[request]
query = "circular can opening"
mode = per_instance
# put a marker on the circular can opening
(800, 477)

> **Task statement**
The records must be given again in full, exactly as shown.

> **Task result**
[request]
query = "circular can opening"
mode = per_instance
# put a marker on the circular can opening
(800, 477)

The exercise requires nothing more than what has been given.